*Problem to solve*: Please copy the data below word for word, from the line containing "kitten's muzzle, giving" to the line containing "Query: pink inner ear", with both of those lines included.

*Data records*:

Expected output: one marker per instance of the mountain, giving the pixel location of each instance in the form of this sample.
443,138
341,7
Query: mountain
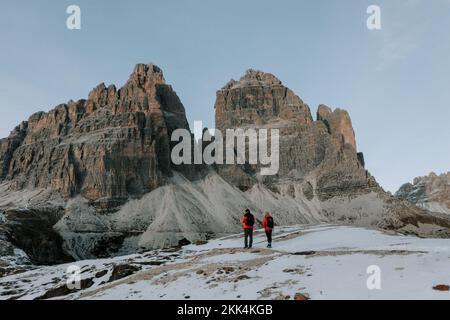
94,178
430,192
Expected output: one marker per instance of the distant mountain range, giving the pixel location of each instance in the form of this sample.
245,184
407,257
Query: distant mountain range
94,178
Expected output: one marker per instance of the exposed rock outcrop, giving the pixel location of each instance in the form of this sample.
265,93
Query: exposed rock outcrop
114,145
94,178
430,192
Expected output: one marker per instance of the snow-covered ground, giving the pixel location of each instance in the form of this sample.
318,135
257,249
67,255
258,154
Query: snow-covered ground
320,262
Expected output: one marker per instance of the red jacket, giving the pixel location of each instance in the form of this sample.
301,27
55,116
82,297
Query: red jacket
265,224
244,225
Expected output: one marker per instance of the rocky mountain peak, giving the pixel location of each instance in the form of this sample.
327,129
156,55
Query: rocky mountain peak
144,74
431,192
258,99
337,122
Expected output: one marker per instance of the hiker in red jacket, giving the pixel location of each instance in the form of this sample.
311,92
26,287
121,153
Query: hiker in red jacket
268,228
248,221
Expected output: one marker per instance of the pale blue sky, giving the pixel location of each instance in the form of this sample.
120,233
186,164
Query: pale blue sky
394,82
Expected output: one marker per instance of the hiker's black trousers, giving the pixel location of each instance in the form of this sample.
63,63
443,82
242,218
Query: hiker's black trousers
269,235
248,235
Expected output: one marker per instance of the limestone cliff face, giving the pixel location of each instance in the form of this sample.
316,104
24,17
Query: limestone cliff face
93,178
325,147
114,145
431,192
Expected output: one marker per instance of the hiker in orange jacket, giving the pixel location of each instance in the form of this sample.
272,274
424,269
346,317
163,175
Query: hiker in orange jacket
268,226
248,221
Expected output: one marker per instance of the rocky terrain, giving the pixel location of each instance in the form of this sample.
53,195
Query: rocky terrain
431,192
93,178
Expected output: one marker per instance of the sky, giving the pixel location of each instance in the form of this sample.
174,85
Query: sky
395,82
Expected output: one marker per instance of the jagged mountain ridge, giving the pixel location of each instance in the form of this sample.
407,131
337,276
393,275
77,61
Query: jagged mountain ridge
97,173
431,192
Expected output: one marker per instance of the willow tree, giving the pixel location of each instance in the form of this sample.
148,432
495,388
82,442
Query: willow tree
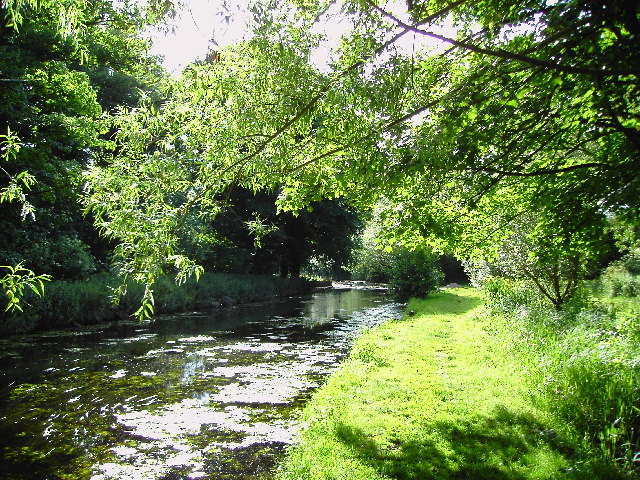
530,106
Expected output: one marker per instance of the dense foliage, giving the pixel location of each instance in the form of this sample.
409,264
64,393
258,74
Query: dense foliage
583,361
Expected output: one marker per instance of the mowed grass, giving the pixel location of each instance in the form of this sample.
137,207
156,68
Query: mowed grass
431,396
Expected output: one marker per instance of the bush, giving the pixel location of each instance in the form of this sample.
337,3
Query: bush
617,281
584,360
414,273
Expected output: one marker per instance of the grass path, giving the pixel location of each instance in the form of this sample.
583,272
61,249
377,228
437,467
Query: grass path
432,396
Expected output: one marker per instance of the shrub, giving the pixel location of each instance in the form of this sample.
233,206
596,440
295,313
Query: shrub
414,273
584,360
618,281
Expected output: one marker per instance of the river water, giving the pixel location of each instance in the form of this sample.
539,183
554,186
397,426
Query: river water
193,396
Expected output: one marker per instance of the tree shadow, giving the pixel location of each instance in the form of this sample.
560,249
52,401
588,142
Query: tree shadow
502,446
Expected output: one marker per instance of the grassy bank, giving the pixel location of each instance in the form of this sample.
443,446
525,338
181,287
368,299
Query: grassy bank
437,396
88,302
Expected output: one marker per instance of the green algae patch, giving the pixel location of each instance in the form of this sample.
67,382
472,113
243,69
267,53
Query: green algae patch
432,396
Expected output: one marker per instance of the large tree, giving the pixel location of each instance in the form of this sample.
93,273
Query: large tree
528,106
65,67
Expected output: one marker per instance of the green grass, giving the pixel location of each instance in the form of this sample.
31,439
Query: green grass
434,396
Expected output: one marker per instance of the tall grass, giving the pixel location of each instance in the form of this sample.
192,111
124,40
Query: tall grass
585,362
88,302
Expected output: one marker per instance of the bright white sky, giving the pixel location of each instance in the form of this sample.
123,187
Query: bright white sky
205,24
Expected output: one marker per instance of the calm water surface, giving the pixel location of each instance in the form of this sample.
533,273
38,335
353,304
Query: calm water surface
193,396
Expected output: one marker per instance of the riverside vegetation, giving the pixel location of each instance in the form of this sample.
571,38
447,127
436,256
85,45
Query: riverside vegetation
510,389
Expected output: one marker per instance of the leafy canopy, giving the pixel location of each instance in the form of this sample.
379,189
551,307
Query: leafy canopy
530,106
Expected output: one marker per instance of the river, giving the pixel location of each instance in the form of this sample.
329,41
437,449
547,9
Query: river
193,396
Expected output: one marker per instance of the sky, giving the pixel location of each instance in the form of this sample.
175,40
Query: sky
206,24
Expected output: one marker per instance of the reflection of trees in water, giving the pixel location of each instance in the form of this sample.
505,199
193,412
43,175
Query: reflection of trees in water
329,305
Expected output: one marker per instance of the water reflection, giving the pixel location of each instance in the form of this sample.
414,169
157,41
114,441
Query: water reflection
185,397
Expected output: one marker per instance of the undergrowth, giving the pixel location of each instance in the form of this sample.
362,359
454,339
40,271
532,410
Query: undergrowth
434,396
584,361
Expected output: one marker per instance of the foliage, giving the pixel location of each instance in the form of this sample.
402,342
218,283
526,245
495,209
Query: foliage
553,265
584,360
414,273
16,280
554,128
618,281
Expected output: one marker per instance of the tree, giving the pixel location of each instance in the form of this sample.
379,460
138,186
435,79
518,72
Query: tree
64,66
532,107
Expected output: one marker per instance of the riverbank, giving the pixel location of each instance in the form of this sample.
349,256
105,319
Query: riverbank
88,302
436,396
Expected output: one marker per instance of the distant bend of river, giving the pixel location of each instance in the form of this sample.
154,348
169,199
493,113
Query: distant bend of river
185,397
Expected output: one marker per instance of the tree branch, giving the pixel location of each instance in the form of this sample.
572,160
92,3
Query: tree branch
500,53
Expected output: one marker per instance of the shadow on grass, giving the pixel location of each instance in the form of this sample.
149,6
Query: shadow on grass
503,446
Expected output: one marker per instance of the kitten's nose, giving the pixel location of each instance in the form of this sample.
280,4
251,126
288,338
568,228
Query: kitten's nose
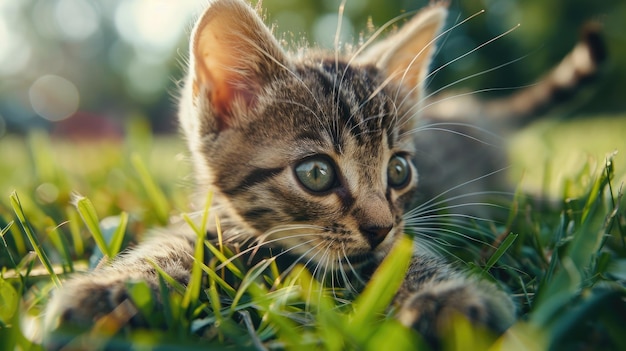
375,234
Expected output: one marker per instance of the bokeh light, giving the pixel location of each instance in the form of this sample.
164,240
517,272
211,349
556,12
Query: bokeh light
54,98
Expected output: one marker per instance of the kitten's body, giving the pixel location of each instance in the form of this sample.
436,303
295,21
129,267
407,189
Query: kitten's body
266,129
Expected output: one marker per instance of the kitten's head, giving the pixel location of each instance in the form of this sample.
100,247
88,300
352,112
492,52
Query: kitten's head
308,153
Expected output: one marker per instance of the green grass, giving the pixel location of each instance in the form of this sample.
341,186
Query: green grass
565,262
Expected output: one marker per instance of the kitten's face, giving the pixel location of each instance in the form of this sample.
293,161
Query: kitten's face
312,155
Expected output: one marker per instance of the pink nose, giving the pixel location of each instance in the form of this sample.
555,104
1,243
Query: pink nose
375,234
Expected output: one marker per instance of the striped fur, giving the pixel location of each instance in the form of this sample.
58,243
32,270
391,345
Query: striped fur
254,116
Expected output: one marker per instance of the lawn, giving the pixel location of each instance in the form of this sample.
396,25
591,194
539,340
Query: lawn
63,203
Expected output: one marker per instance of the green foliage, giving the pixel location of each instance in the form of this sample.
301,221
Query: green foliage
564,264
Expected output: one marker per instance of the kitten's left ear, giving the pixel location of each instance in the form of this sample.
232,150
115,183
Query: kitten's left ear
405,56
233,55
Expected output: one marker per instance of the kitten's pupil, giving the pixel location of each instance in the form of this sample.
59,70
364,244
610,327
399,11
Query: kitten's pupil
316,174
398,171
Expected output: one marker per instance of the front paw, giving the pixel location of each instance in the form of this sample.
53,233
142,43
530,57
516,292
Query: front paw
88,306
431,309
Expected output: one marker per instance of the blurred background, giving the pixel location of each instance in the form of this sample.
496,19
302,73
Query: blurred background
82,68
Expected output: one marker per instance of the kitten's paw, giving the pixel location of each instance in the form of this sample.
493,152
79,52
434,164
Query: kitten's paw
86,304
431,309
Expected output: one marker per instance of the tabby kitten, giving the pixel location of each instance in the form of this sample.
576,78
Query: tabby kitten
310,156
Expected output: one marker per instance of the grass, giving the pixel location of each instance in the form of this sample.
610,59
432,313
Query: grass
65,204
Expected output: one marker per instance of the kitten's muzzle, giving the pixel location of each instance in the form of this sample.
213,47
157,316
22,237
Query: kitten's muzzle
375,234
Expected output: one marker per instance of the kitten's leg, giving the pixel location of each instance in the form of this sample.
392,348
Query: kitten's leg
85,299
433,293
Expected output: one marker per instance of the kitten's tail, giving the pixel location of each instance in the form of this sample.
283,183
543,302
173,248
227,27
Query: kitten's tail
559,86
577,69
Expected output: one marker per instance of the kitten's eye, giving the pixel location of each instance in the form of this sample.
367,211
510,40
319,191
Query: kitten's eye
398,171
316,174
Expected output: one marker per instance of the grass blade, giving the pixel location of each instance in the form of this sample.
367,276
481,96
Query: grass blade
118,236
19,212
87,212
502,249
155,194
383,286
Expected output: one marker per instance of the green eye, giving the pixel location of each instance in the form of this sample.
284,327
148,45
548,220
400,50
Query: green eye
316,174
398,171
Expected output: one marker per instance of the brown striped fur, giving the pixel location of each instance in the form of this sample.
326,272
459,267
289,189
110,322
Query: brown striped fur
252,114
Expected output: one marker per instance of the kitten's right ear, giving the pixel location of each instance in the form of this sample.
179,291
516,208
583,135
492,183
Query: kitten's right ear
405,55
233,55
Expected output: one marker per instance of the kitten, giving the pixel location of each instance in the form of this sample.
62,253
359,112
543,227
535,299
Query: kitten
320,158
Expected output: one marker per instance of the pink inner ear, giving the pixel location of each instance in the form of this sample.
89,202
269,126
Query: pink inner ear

==

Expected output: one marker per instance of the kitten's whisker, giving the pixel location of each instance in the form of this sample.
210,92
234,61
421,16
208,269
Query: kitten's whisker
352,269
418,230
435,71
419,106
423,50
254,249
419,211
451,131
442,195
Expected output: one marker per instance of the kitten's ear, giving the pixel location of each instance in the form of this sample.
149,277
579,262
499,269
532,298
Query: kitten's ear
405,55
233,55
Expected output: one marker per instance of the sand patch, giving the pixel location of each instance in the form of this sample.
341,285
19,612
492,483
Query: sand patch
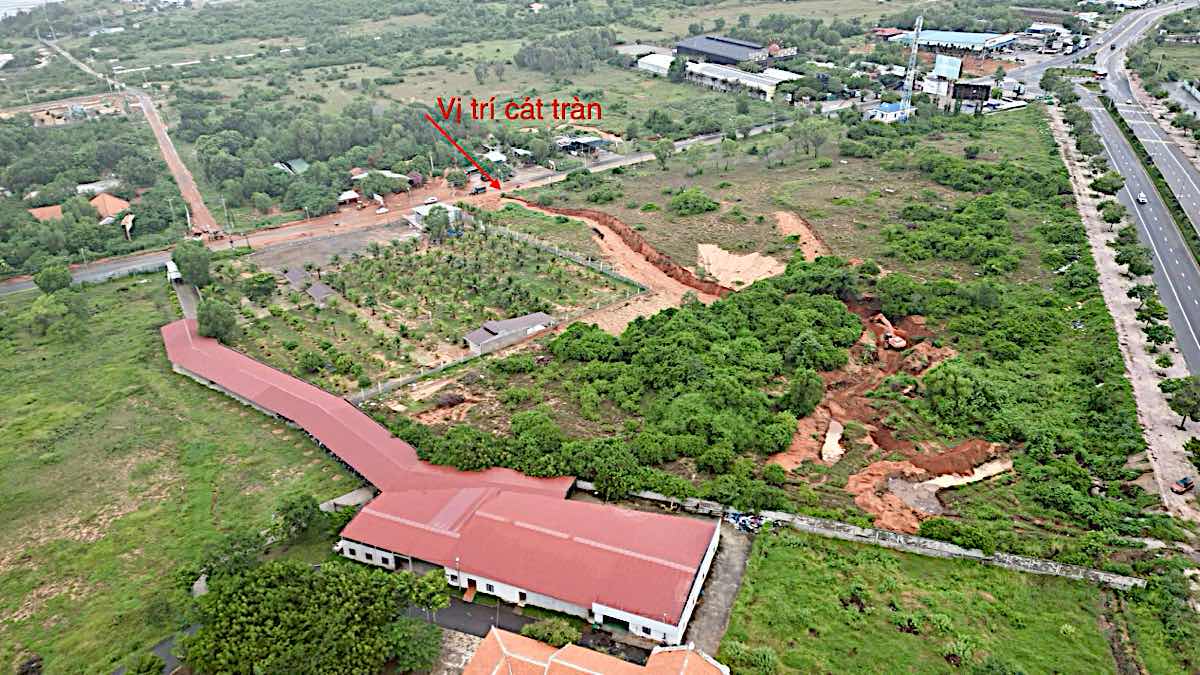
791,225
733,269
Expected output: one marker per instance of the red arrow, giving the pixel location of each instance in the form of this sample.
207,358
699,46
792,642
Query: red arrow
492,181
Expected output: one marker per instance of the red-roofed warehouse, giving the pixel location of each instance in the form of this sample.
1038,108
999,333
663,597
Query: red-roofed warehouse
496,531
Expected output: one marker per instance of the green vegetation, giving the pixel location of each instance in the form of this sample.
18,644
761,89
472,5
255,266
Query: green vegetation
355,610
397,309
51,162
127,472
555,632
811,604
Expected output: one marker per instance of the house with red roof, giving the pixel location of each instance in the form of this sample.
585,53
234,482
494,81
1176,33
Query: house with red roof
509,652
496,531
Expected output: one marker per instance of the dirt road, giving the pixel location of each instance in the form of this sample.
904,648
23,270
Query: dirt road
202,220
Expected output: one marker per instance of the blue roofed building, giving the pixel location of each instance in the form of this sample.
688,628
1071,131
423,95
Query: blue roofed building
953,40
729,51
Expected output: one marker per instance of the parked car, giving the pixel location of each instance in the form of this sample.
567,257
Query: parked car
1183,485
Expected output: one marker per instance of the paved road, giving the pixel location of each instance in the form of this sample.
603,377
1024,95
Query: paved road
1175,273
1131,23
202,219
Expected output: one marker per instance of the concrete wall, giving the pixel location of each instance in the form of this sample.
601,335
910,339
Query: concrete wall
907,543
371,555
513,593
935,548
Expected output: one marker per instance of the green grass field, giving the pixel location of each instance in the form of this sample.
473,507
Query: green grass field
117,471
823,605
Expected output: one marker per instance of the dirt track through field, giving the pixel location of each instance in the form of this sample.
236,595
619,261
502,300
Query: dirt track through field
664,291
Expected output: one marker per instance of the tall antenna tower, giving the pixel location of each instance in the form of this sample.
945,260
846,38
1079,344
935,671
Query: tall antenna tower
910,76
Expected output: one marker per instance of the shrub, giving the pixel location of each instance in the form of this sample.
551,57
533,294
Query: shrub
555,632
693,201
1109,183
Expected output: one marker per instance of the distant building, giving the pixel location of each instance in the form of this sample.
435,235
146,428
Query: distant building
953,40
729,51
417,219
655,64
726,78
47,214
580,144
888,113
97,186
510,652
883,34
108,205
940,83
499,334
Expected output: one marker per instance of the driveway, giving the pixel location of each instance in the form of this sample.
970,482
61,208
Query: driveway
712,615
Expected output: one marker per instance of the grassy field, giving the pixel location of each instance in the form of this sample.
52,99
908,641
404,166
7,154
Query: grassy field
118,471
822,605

*Answer in full*:
Expected output: one marker per instance of the kitten's muzzle, giving the pixel location of each instance in the form of this sample.
213,47
157,316
22,237
Query: kitten's muzzle
375,234
Expected output: one marker per instance of the kitten's leg, giving the pixel location of each instance in the form of this sample.
392,348
Query: kitten's leg
85,299
433,293
Expected output: one marker per instance of the kitten's tail, giving the pixel location of each instance in the form of this sample.
283,183
543,302
173,248
227,27
Query: kitten's tail
559,86
577,69
Expected output: one marker per instance of the kitten's eye, giving the pixel location of each instance in the form of this sample.
367,211
510,40
319,191
Query: kitten's eye
398,171
316,174
Expected output: one marker per instance of the grass blade, giving the pixel location of each instance in the form of this sample.
367,276
481,96
Query: grass blade
118,236
19,212
87,212
502,249
155,194
383,286
Expected output: one marker per instance of the green eye, giving the pixel location of each instance in the form of this sample.
284,327
148,45
548,220
400,50
Query: green eye
316,174
398,171
Expected output: one marker per instance of the brown striped fur, giving the pixel location of each instance in the form of this sample.
326,272
459,267
289,189
110,322
Query: brown striped fur
252,114
Expected output: one marker per instance of the kitten's right ear, giving the pixel location of each instance in the form of this sample.
179,291
516,208
583,135
492,183
Query: kitten's right ear
405,55
233,55
Expected output: one marker per instance of the kitten, giving the pixel location of each instance in the form of this sample.
62,253
359,112
543,227
535,299
Query: kitten
320,158
Expected output: one marker per instance of the pink inner ear, giving the pixel location of each instance in the form of this sample.
89,202
269,126
Query: pink inner ear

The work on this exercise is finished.